(Region pointing data)
================================
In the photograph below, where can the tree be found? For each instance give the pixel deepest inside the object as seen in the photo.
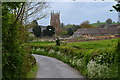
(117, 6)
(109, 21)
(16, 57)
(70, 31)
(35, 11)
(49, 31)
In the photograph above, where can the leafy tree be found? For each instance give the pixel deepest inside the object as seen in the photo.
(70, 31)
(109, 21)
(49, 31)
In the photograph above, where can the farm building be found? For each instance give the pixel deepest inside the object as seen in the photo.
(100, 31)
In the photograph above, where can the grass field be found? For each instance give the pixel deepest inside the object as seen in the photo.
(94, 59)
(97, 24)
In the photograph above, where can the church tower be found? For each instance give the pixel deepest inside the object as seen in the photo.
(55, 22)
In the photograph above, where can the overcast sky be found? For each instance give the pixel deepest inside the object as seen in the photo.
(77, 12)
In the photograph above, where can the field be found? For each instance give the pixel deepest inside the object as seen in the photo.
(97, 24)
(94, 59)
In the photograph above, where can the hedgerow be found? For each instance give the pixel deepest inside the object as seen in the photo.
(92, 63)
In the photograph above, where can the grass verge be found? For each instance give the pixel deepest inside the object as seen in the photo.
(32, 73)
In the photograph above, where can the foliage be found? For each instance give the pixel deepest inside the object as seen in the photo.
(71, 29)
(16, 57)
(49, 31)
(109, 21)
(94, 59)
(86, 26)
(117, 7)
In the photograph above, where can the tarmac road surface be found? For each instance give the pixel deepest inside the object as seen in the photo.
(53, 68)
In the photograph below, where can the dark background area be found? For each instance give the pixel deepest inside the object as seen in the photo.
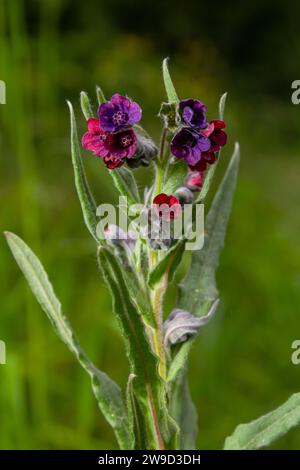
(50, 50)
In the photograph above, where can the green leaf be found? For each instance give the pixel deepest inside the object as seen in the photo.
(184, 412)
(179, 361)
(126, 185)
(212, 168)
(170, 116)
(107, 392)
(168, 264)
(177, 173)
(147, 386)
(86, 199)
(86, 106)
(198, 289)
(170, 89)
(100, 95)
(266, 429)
================================
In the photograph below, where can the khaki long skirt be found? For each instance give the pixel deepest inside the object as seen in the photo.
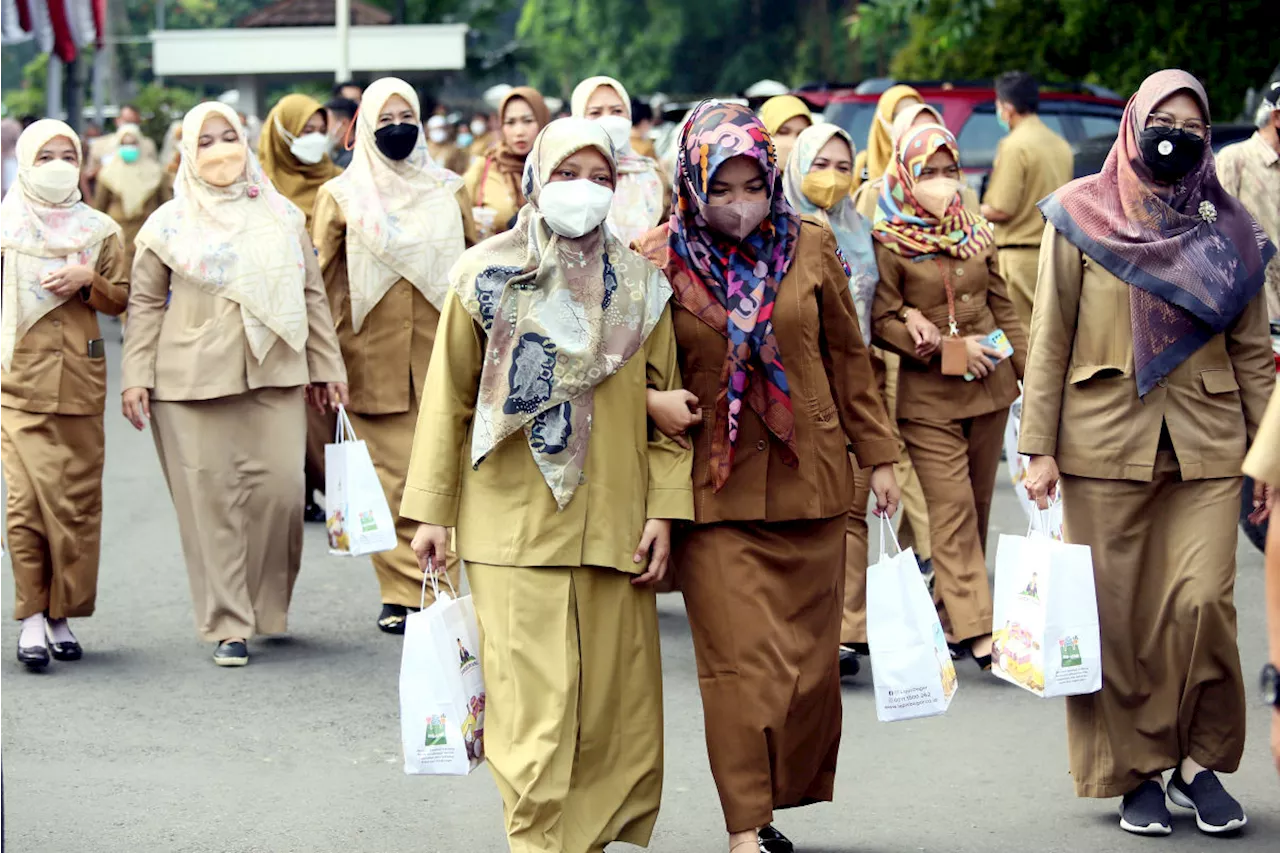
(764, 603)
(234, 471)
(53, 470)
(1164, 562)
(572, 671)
================================
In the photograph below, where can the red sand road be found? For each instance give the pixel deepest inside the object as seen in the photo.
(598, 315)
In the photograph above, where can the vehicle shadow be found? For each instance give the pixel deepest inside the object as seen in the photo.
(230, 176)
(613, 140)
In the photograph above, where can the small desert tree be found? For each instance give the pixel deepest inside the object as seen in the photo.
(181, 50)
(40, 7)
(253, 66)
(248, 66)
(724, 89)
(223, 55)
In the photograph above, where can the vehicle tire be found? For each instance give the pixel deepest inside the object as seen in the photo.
================================
(What you should do)
All that is wanted is the stretch of lines above from the one containing "In the photograph above, where can the vehicle shadow" through the one containing "In the photograph above, where can the vehicle tire", duplicated exactly.

(Exercise solution)
In the photograph above, where can the vehicle shadow be found? For each instance give the pixel deepest inside the object as seen in the photo.
(230, 176)
(613, 140)
In the photograph above, where can the small desert tree be found? For each instance give the pixel deepest inside the object as seen in the photo.
(181, 50)
(40, 7)
(253, 66)
(248, 66)
(724, 89)
(223, 55)
In the photograph above, where can the vehicle tire be found? For each instance give the pixel deepest inside the object as seen in the photo.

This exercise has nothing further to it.